[Start of Attachment]

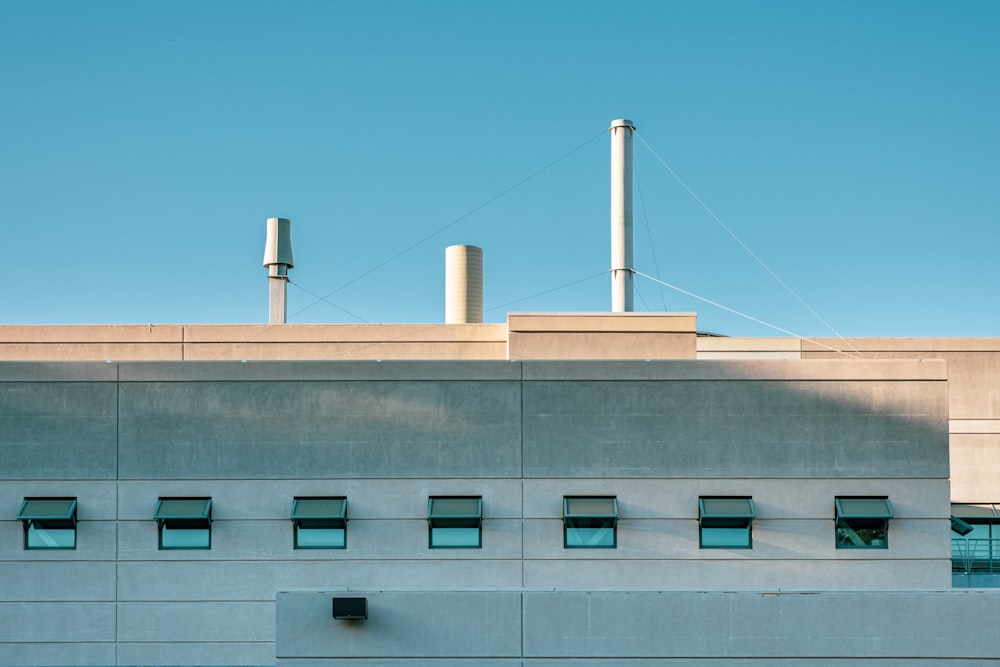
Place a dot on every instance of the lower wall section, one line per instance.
(642, 628)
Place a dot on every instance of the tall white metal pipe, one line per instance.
(621, 215)
(278, 259)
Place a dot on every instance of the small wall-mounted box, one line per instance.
(350, 609)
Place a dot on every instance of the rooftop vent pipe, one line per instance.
(463, 284)
(278, 259)
(621, 215)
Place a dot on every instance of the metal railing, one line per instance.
(975, 556)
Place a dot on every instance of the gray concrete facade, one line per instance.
(387, 435)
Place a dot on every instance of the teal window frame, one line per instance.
(862, 522)
(590, 522)
(49, 523)
(184, 523)
(725, 522)
(455, 522)
(977, 548)
(319, 522)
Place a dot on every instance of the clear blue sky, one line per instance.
(854, 147)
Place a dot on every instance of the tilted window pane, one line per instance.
(590, 522)
(862, 533)
(49, 523)
(735, 538)
(455, 522)
(320, 522)
(51, 538)
(185, 538)
(602, 537)
(320, 538)
(456, 537)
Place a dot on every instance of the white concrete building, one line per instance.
(575, 489)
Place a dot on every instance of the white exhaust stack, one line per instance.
(278, 259)
(621, 215)
(463, 284)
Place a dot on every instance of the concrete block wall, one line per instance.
(637, 628)
(388, 435)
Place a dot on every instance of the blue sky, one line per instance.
(851, 146)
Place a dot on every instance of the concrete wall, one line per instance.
(973, 391)
(638, 628)
(387, 435)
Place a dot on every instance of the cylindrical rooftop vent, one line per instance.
(278, 259)
(278, 248)
(463, 284)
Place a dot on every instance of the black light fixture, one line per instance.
(960, 527)
(350, 609)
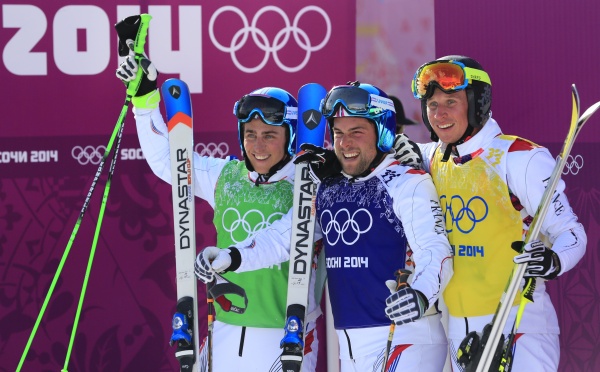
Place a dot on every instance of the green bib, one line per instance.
(242, 209)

[End of Attachment]

Problem description: Line by line, restate the data above exactly as it stands, minus the pictures.

Answer:
Place a dot on every instance of the lower wall section, one line per instance.
(642, 628)
Place a dot on every instance of the tall white metal pipe, one line per instance.
(621, 215)
(278, 259)
Place a dot on every instance of the small wall-mounted box, one line per instance.
(350, 609)
Place a dot on every instance of the rooftop vent pipe, one line per instance.
(463, 284)
(278, 259)
(621, 215)
Place a dot on every instance of the metal railing, one line per instance.
(975, 556)
Place a dot on every instance of the gray concrete facade, one line per instance.
(387, 435)
Place a dot on every instance of the teal window frame, one line per instance.
(862, 522)
(590, 522)
(49, 523)
(184, 523)
(725, 522)
(455, 522)
(977, 548)
(319, 522)
Place a dot on every instance of the clear blue sky, one line per instance.
(854, 147)
Place a dot on every instance of the tilted window pane, one line per instance.
(590, 522)
(862, 533)
(49, 523)
(735, 538)
(455, 522)
(320, 522)
(51, 538)
(185, 538)
(602, 537)
(320, 538)
(456, 537)
Place a dot on every instance of the white concrete building, one line per instance.
(575, 489)
Place a dot on every instance of the white exhaust stack, one line per instance.
(278, 259)
(621, 215)
(463, 284)
Place a dot on every instance of the concrete block wall, one line per instance.
(637, 628)
(388, 435)
Place a dot on every instance of the blue sky, one line per instance.
(851, 146)
Place a dot on every instance of the concrete wall, one line per instance.
(973, 391)
(638, 628)
(387, 435)
Place a dot on every instance of the cylindrical rooftop vent, one line per instance.
(278, 259)
(278, 248)
(463, 284)
Place a dot on every instance of the black light fixture, one line per instance.
(960, 527)
(350, 609)
Place a dot on every instance of the green bib, one line per instance.
(242, 209)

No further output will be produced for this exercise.